**OBJECTIVES:**
1/ In the review of Allison Russell's album, swap "genre" for "style" in the part that opens with the words containing "Nonetheless, it is" and closes with "away from home.", then write out that part with the change made.
2/ Turn the paragraph of the album review that starts "At the onset" into a short list that keeps its main facts.
3/ Write what follows the last sentence of the review of Allison Russell's Outside Child.

**EXCERPTED PASSAGE:**
Much has been written already about Allison Russell’s debut solo album, Outside Child, which released on May 21 via Fantasy Records. The artist known for her work in Our Native Daughters, Birds of Chicago, and Po’ Boy has always been a standout performer with a shapeshifting vocal talent. For fans who have been paying close attention, it’s not particularly surprising that she had an album as stunning as Outside Child in her.

Nonetheless, it is a revelation—not just of a horrible past that may seem familiar to an unfortunate number of women, but also of what’s possible in a musical journey. After all, the disc defies genre categories in a way that might have seemed confusing 20 years ago, before genre became so blurred through streaming and other modern deliveries.

Her truth-telling lyricism is courageous and poetic throughout, but we should also celebrate her impressive command of any musical style she touches.

At the onset, she is a jazz singer, crooning in French to her beloved home of Montréal. Soon enough, she’s a country singer ruminating on the woman who saved her. Then she’s a rock and roller, singing about running away from home.

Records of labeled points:
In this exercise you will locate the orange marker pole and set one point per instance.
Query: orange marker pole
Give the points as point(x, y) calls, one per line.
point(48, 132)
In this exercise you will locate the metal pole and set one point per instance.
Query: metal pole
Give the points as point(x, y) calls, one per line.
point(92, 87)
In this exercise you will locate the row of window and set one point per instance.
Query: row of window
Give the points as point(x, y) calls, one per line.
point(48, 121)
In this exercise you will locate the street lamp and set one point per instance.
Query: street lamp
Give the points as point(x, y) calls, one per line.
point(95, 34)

**RESPONSES TO THE EXERCISE:**
1/
Nonetheless, it is a revelation—not just of a horrible past that may seem familiar to an unfortunate number of women, but also of what’s possible in a musical journey. After all, the disc defies style categories in a way that might have seemed confusing 20 years ago, before style became so blurred through streaming and other modern deliveries.

Her truth-telling lyricism is courageous and poetic throughout, but we should also celebrate her impressive command of any musical style she touches.

At the onset, she is a jazz singer, crooning in French to her beloved home of Montréal. Soon enough, she’s a country singer ruminating on the woman who saved her. Then she’s a rock and roller, singing about running away from home.

2/
- Jazz singer: croons in French to her beloved home of Montréal.
- Country singer: ruminates on the woman who saved her.
- Rock and roller: sings about running away from home.

3/
“Hy-Brasil” adheres beautifully to folk tradition, with its marching rhythm and murder ballad-reminiscent melodic and narrative structure. But there’s also an emotionalism that’s usually missing in that tradition, which Russell blows wide open. By the time she gets to “I’m freer than the sky,” you really want that for her. The clarinet solo that beckons you through the fog—that’s also Russell’s voice, just filtered through a reed.

Then “The Hunters,” wherein Russell’s voice tours its entire terrain, from airiness at the beginning to her powerful vibrato. Its strength and clarity, its shadowy corners. After “It is of you, I am afraid,” she sings her way to the power and clarity of “You had your chance / Now it’s too late.”

Then comes the gift of “All the Women,” where Russell snarls and sneers, whispers and wails. The lyrics are exquisite, but the delivery is the thing. The song is one long crescendo, beginning with a low clawhammer banjo and the depths of her vocals—a dark and lonesome music. By the end, she’s got a chorus behind her, transforming what feels so isolated and personal into the reality of a thing that happens to so many. There’s gospel here, a hymn of transcendence. She’s not yelling, but she is singing the hell out of the song.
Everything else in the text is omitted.